- [Requirement] Exact copy, no pictures: output each line below as it stands.

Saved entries
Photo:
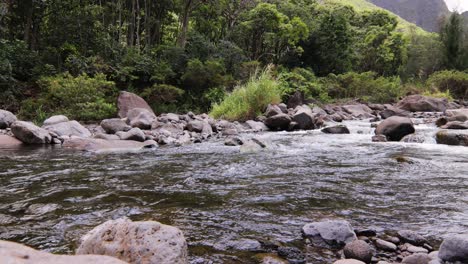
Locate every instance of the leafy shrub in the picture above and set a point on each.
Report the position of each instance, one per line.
(83, 98)
(455, 82)
(367, 86)
(249, 100)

- [Task output]
Photo:
Locate every instance of the leafy shrub in the picture above and set a point on each.
Report the position of each instance, one per line.
(83, 98)
(455, 82)
(367, 86)
(249, 100)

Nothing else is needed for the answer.